+++ DATA LINES +++

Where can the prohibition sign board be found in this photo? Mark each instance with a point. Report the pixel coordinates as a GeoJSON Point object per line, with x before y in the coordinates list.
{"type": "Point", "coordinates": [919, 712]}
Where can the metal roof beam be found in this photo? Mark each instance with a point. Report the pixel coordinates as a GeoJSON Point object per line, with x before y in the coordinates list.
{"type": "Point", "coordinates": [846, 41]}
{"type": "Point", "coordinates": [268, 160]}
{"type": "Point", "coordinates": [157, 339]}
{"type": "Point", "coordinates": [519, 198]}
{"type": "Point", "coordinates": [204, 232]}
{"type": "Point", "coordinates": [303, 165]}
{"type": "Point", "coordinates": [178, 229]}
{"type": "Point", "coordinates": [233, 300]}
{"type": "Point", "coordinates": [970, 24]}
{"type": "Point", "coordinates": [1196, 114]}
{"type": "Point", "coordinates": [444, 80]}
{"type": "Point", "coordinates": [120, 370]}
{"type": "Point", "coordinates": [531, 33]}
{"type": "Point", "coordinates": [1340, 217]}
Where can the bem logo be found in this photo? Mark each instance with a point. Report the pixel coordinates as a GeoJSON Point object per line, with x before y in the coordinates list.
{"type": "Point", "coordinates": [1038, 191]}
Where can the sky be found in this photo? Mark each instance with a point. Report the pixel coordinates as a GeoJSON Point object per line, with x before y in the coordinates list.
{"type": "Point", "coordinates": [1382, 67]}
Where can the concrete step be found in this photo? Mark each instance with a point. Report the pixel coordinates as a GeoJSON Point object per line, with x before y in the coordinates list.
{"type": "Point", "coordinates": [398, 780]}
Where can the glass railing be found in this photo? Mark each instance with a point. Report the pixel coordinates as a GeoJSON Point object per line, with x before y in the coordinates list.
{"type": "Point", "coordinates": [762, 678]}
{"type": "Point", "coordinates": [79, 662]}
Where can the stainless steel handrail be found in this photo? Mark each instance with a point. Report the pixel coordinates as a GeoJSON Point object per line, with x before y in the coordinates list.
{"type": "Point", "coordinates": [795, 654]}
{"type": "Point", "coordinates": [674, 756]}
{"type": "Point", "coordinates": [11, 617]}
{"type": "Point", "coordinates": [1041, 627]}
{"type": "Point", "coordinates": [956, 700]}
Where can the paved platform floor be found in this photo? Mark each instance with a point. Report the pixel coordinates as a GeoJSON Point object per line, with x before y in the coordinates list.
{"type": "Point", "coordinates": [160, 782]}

+++

YOUR GOAL:
Reproduce the entries above, swapping "pixel coordinates" for "image coordinates" everywhere it occurs and leaving everything else unchanged.

TASK RESPONSE:
Where can the prohibition sign board be found in this photo? Mark each instance with a point. Report the image coordinates as a GeoJSON Point object per line, with x before y in the coordinates list.
{"type": "Point", "coordinates": [919, 712]}
Where can the metal roof beam be found in this photo? Mark each instance with a point. Report the image coordinates as a GeoJSON Point object per line, with x before y in the coordinates list.
{"type": "Point", "coordinates": [846, 41]}
{"type": "Point", "coordinates": [268, 160]}
{"type": "Point", "coordinates": [157, 339]}
{"type": "Point", "coordinates": [519, 198]}
{"type": "Point", "coordinates": [204, 232]}
{"type": "Point", "coordinates": [303, 165]}
{"type": "Point", "coordinates": [178, 229]}
{"type": "Point", "coordinates": [233, 300]}
{"type": "Point", "coordinates": [970, 24]}
{"type": "Point", "coordinates": [1196, 114]}
{"type": "Point", "coordinates": [444, 80]}
{"type": "Point", "coordinates": [120, 370]}
{"type": "Point", "coordinates": [531, 33]}
{"type": "Point", "coordinates": [1340, 217]}
Where can the bem logo be found in this photo? Mark each instance with a point. Report the image coordinates as a GeoJSON Point object per line, with x before y in the coordinates list.
{"type": "Point", "coordinates": [1038, 191]}
Where can the sky be found in this photo? Mark each instance with a point. Report the image coordinates as a GeoJSON Point object per line, with x before y in the coordinates list.
{"type": "Point", "coordinates": [1382, 67]}
Where can the concrete step be found in this photo? Mark each instance with a point. Report the image coordinates as a GeoJSON Point object per line, with x before y in the coordinates list.
{"type": "Point", "coordinates": [398, 780]}
Where can the glass railing be found in this photo? Mark each instance with a point. Report the image coordinates as a GeoJSON Point object per line, with x before y in the coordinates list.
{"type": "Point", "coordinates": [762, 678]}
{"type": "Point", "coordinates": [79, 662]}
Where can the stainless steel handrail be found in this photo? Mark each instance with a point. Report the image coordinates as a GeoJSON Point object per line, with x before y in the coordinates list.
{"type": "Point", "coordinates": [795, 654]}
{"type": "Point", "coordinates": [674, 756]}
{"type": "Point", "coordinates": [11, 617]}
{"type": "Point", "coordinates": [1041, 627]}
{"type": "Point", "coordinates": [956, 700]}
Where can the paved platform floor be found in this photo? Mark each instance with a point. Report the image coordinates as a GeoJSON Point object per line, with x before y in the coordinates list.
{"type": "Point", "coordinates": [160, 782]}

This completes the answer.